> [TEKS DOKUMEN]
Maksud pendapat Ahmad di atas adalah menjamak shalat karena hujan hanya dibolehkan pada shalat Maghrib dengan shalat ‘Isya` dengan syarat hujan tersebut membasahi pakaian.
Dalam kitab Al-Fiqh ‘Ala Al-Madzahib Al-Arba’ah disebutkan adanya tambahan keterangan tentang bolehnya menjamak shalat karena adanya hujan salju, hujan es, salju yang membeku di atas tanah, lumpur, dan angin yang keras dan dingin.
1.5 Pendapat Ibnu Taimiyyah (661-728 H)
سُئِلَ عَنْ صَلاَةِ الْجَمْعِ فِى الْمَطَرِ بَيْنَ الْعِشَائَيْنِ. هَلْ يَجُوْزُ مِنَ الْبَرْدِ الشَّدِيْدِ؟ أَوِ الرِّيْحِ الشَّدِيْدَةِ؟ أَمْ لاَيَجُوْزُ إِلاَّ مِنَ الْمَطَرِ خَاصَّةً؟
أَجَابَ : اَلْحَمْدُ لِلّهِ رَبِّ الْعَالَمِيْنَ. يَجُوْزُ الْجَمْعُ بَيْنَ الْعِشَائَيْنِ لِلْمَطَرِ، وَالرِّيْحِ الشَّدِيْدَةِ الْبَارِدَةِ، وَالْوَحْلِ الشَّدِيْدِ، وَهَذَا أَصَحُّ قَوْلَيِ الْعُلَمَاءِ، وَهُوَ ظَاهِرُ مَذْهَبِ أَحْمَدَ وَ مَالِكٍ وَغَيْرِهِمَا، وَاللهُ أَعْلَمُ.

> [PERMINTAAN 1] Apakah tiap pernyataan berikut sesuai dengan teks tentang menjamak shalat karena hujan? Jawab ya atau tidak, lalu kutip kata-kata teks yang menentukan jawabannya. (a) Menurut pendapat Ahmad, menjamak shalat karena hujan hanya boleh untuk Maghrib dan Isya. (b) Menurut pendapat Ahmad, hujan apa pun sudah cukup, meskipun tidak membasahi pakaian. (c) Kitab Al-Fiqh ‘Ala Al-Madzahib Al-Arba’ah menyebut lumpur sebagai salah satu alasan bolehnya menjamak shalat.
> [PERMINTAAN 2] Teruskan teks tentang menjamak shalat karena hujan mulai dari kalimat sesudah bagian terakhirnya.

> [INFORMASI YANG DIBERIKAN]

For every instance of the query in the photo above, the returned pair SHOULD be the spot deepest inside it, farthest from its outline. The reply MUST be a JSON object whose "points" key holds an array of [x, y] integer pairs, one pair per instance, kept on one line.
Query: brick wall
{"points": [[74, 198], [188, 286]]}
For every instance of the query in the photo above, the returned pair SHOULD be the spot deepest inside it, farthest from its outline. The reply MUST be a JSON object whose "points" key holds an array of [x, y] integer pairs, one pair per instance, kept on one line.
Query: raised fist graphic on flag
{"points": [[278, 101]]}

...

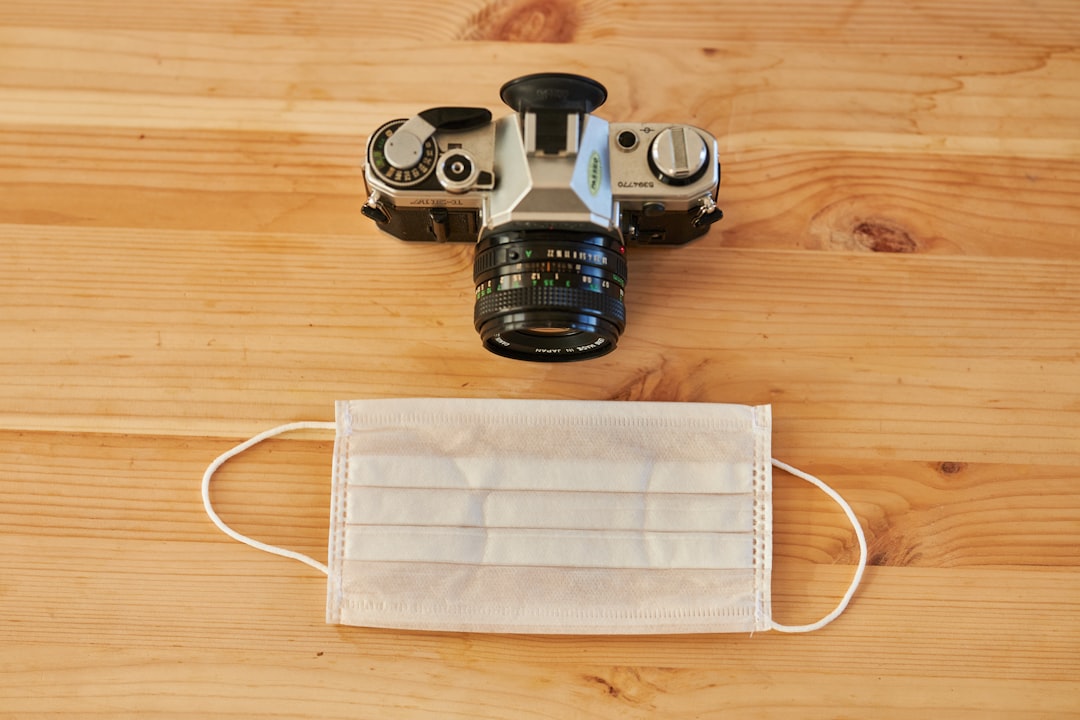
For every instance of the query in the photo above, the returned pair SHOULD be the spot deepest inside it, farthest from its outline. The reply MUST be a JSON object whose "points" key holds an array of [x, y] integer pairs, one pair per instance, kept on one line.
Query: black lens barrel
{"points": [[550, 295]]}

---

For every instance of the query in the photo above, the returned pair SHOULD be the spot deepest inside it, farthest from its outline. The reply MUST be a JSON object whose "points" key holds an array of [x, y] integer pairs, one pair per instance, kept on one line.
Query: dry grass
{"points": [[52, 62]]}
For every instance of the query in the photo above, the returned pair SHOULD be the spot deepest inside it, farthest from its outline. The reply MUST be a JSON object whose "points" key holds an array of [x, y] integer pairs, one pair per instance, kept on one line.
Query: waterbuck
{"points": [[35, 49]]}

> [JAWABAN YANG DIHARAPKAN 1]
(a) Ya: "hanya dibolehkan pada shalat Maghrib dengan shalat ‘Isya`"
(b) Tidak: "dengan syarat hujan tersebut membasahi pakaian"
(c) Ya: "hujan es, salju yang membeku di atas tanah, lumpur"

> [JAWABAN YANG DIHARAPKAN 2]
Artinya :
Ibnu Taimiyyah ditanyai tentang shalat jamak pada (waktu) hujan antara dua shalat ‘Isya` (shalat Maghrib dengan shalat ‘Isya`). Apakah diperbolehkan (juga) tentang (menjamak shalat karena) dingin yang sangat? Atau (karena) angin yang dahsyat? Ataukah tidak diperbolehkan kecuali khusus pada hujan (saja) ?
Beliau menjawab, “Segala puji bagi Allah Pemelihara sekalian alam. Boleh (melakukan) jamak antara dua shalat ‘Isya` (shalat Maghrib dengan shalat ‘Isya`) pada (waktu) hujan, pada waktu angin yang sangat keras yang dingin, dan pada waktu ada lumpur yang sangat (banyak). Dan ini adalah paling benarnya dua perkataan (pendapat) ulama, dan dia (juga) dhahirnya madzhab Ahmad, Malik, dan selain keduanya. Dan Allah lebih tahu”.
1.6 Pendapat Muhammad Asy-Syarbaini (w.977 H/ 1570 M)
ثُمَّ شَرَعَ فِى الْجَمْعِ بِالْمَطَرِ فَقَالَ (وَيَجُوْزُ لِلْحَاضِرِ) أَيْ اَلْمُقِيْمِ (فِى الْمَطَرِ) وَلَوْ كَانَ ضَعِيْفًا بِحَيْثُ يَبُلُّ الثَّوْبَ وَنَحْوَهُ كَثَلْجٍ وَبَرَدٍ ذَائِبَيْنِ
Artinya :
Kemudian dia (Muhammad) mensyarakkan dalam hal jamak dengan sebab hujan. Lalu dia mengatakan: (Dan diperbolehkan bagi orang yang hadlir) maksudnya orang yang bermukim (pada waktu hujan) walaupun adalah (hujan tersebut) lemah(sedikit) yang sekiranya membasahi baju dan semisalnya, seperti hujan salju dan hujan es yang keduanya turun.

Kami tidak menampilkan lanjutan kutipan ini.